TESTO FORNITO:
▼▼▼
Tempo di lettura: 7 minutes

La Resistenza italiana

La Resistenza italiana si inquadra nel più vasto movimento di opposizione al nazifascismo sviluppatosi in Europa, ma ha caratteristiche specifiche.
Nei paesi sconfitti militarmente e occupati dai nazifascisti (es. Francia, Belgio, Danimarca, Olanda, Norvegia, Grecia, Jugoslavia, Albania), la Resistenza costituisce lo sviluppo principale delle operazioni belliche.
L’Italia è, perciò, innanzitutto una delle potenze contro le quali si sviluppa la Resistenza delle popolazioni soggette all’Asse. Fino all’8 settembre 1943 il paese resta il principale alleato del Reich, e come tale partecipa alla guerra di aggressione e all’occupazione, non di rado brutale, dei territori invasi.
La Resistenza italiana si sviluppa perciò solo a partire dall’estate 1943, dopo il crollo del fascismo e la stipula dell’armistizio con gli anglo-americani. Le forze politiche antifasciste (comunisti, socialisti, democristiani, azionisti, liberali, demolaburisti) danno vita, già il 9 settembre 1943, al Comitato di Liberazione Nazionale (CLN), che nei 20 mesi successivi sarà guida politica e militare della lotta di Liberazione.
I tedeschi, all’8 settembre, occupano gran parte del territorio nazionale. Nei giorni immediatamente successivi all’armistizio disarmano e catturano, sul territorio metropolitano ed estero, circa 800.000 soldati italiani, perlopiù lasciati senza ordini e direttive dal re Vittorio Emanuele III, dal governo del maresciallo Badoglio e dai vertici delle forze armate. Alcuni reparti organizzano tentativi di Resistenza, che si concludono però tragicamente. La gran parte degli uomini, deportati nei lager, sarà protagonista della “Resistenza disarmata” dei cosiddetti internati militari italiani.
▲▲▲
Secondo il testo sulla Resistenza italiana, in che data le forze politiche antifasciste fondano il Comitato di Liberazione Nazionale?

RECORD ESTRATTI:
▼▼▼
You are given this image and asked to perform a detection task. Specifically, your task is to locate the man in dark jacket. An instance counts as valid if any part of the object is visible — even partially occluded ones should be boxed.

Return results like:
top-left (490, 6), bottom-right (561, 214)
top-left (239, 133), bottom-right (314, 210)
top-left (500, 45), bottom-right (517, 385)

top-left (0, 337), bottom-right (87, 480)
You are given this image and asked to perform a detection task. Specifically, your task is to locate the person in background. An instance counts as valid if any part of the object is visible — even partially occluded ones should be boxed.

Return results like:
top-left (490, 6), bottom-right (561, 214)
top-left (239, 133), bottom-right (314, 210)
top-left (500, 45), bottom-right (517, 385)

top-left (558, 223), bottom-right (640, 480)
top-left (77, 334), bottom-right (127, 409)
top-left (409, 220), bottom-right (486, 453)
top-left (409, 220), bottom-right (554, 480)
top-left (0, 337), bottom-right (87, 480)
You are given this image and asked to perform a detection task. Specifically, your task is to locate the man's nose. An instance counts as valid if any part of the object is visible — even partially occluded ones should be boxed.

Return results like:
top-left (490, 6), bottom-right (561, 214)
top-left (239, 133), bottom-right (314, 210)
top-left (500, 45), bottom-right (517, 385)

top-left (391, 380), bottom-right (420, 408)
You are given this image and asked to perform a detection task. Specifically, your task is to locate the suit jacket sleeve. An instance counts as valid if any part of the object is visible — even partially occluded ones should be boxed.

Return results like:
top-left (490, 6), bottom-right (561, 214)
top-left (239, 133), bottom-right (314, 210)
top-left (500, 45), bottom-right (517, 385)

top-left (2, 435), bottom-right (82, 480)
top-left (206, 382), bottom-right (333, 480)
▲▲▲
RISPOSTA AL QUESITO:
Il 9 settembre 1943.